_Отрывок_:
******************************

В тот день я, как обычно, ехал сидя в вагоне линии Тодзай. На Каябатё пересел на линию Хибия. Станции по порядку: Каябатё, Хаттёбори, Цукидзи. На всех трех сплошная давка. Особенно на пересадке с линии Тодзай. Голова поезда ближе всего к выходу на пересадку, пройдя по переходу, там садишься в конец поезда линии Хибия. Просто пересечение станций находится под прямым углом, и здесь самый напряженный поток пассажиров.
Видимо, поэтому я стараюсь не садиться в последние вагоны линии Хибия, а проходить вперед по платформе. В хвосте всегда давка, не всегда еще попадешь в вагон. К тому же мой выход на Цукидзи в голове поезда, в том числе поэтому мне удобнее проходить вперед.
Иду вперед по платформе, насколько это удается, и где-то там сажусь в вагон. Есть время — дохожу до первого вагона, нет — стараюсь сесть как получится. Иными словами, определяю место посадки по времени прибытия поезда на платформу. И чем дальше проходишь вперед, тем свободнее внутри. На работу езжу всегда в одно и то же время и уже знаю, когда появится поезд. Выходит, чаще всего я сажусь в вагон где-то посередине состава.
В тот день поезд немного запоздал. Помню, что прошел по платформе дальше обычного. Сел в вагон далеко впереди. Поезд был, как всегда, а может, чуточку сильнее полон. Рабочий день между выходными — народу должно быть мало, но оказалось все наоборот. В какой по счету сел я вагон, не знаю. Уже потом, вспоминая место посадки, пришел к мысли о четвертом.

******************************

_Инструкции к заданиям_:
1. Ответьте на вопросы по отрывку.
(a) На какой станции рассказчик пересаживается на линию Хибия?
(b) На какой станции рассказчику нужно выходить?
(c) В какой по счету вагон, как потом пришел к мысли рассказчик, он сел в тот день?
2. Переведите на английский язык предложение из отрывка: «На работу езжу всегда в одно и то же время и уже знаю, когда появится поезд».
3. Верните фрагмент отрывка без изменений, начиная со слов «В тот день поезд» и заканчивая словами «мысли о четвертом.».

_Строки данных_:
******************************

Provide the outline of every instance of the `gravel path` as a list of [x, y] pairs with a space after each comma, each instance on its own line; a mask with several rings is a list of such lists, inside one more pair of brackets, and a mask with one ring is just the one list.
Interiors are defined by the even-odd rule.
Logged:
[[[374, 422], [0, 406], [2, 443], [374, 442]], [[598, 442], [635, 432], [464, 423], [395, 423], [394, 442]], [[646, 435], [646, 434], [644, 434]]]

******************************

_Ответы к упражнению_:
1.
(a) На станции Каябатё.
(b) На станции Цукидзи.
(c) В четвертый.

2. I always ride to work at the same time and already know when the train will arrive.

3.
В тот день поезд немного запоздал. Помню, что прошел по платформе дальше обычного. Сел в вагон далеко впереди. Поезд был, как всегда, а может, чуточку сильнее полон. Рабочий день между выходными — народу должно быть мало, но оказалось все наоборот. В какой по счету сел я вагон, не знаю. Уже потом, вспоминая место посадки, пришел к мысли о четвертом.